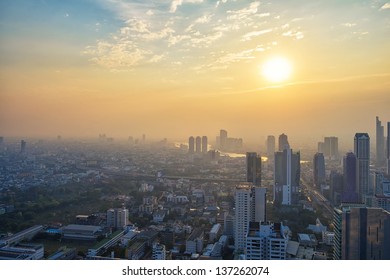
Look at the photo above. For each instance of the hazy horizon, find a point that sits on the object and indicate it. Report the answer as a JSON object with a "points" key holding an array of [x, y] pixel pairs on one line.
{"points": [[179, 68]]}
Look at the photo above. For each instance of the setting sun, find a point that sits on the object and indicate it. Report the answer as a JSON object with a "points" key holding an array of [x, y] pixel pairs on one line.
{"points": [[276, 69]]}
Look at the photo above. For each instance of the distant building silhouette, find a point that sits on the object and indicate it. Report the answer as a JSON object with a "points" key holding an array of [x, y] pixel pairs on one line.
{"points": [[331, 148], [362, 152], [350, 192]]}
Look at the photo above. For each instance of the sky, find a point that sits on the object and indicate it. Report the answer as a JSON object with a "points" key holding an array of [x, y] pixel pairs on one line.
{"points": [[175, 68]]}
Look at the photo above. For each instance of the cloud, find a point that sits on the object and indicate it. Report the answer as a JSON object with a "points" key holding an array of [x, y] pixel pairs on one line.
{"points": [[245, 12], [385, 6], [176, 3]]}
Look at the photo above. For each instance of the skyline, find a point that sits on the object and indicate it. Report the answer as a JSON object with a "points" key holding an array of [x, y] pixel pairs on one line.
{"points": [[191, 67]]}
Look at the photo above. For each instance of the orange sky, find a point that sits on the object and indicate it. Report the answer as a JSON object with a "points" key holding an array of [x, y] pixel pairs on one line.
{"points": [[179, 68]]}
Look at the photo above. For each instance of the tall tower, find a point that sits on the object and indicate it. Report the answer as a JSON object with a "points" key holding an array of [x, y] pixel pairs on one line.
{"points": [[350, 190], [380, 143], [250, 206], [22, 146], [286, 177], [242, 198], [283, 142], [222, 138], [198, 144], [362, 152], [204, 144], [253, 168], [191, 145], [270, 147], [331, 147], [319, 169], [388, 148]]}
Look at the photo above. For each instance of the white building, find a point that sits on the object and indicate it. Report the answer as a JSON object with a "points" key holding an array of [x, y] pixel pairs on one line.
{"points": [[215, 232], [159, 252], [242, 198], [266, 242], [118, 217]]}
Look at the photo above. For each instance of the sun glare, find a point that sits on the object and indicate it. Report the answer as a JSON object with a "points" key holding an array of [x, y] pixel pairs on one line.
{"points": [[276, 70]]}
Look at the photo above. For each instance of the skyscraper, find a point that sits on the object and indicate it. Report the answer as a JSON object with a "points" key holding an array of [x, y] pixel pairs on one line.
{"points": [[331, 147], [287, 175], [242, 198], [118, 217], [222, 138], [191, 145], [270, 147], [198, 144], [266, 242], [22, 146], [362, 233], [250, 206], [319, 169], [258, 204], [350, 192], [204, 144], [283, 142], [362, 152], [388, 148], [253, 168], [380, 143]]}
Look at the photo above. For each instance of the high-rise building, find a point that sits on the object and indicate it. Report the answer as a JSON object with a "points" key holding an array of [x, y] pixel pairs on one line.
{"points": [[250, 206], [270, 147], [191, 145], [253, 168], [362, 152], [222, 138], [204, 144], [331, 148], [350, 191], [22, 146], [266, 242], [319, 169], [388, 148], [242, 197], [380, 143], [198, 144], [118, 217], [287, 176], [258, 204], [283, 142], [361, 233], [336, 184], [159, 252], [321, 147]]}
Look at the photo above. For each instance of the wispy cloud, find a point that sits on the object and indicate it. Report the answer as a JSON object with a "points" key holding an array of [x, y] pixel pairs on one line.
{"points": [[385, 6], [250, 35], [176, 3]]}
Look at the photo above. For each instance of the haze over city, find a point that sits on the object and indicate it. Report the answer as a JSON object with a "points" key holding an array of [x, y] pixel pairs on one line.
{"points": [[179, 68]]}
· · ·
◆ Written task
Reproduce the part of the material that opens with the line containing "Look at the photo above. For each instance of the high-rise" and closes with the last line of the material, keeping every line, including the instructions, and adding 85 to each x and y coordinate in the point lists. Leave the instruction lines and their format descriptions unchanged.

◆ Exercise output
Look at the photo above. For each instance of the high-rise building, find a point that sits on the object and indicate it. Report the answer as a JSON object with a "points" key holding an array of [x, y] pixel pairs on one line.
{"points": [[335, 291], [355, 232], [276, 230], [338, 253], [447, 237], [307, 223], [289, 229], [416, 233], [435, 276], [107, 231], [351, 327], [404, 254], [473, 233], [327, 282], [465, 228], [283, 229], [203, 302], [372, 261], [343, 289], [368, 227], [446, 318], [421, 269], [244, 337], [406, 232]]}
Look at the photo above. For each instance of the wispy cloud, find a point that sits on the object and indicate it. Report the answer as a JSON object with a "points" key holding an array of [x, y] pixel pairs on one line.
{"points": [[470, 91], [335, 120], [261, 88]]}
Look at the photo above. For each instance of the haze over city, find a point that sits on the object and indicate it. Report the answer as a JSON object with a "points" key holding an array of [x, y] pixel pairs on one line.
{"points": [[264, 153]]}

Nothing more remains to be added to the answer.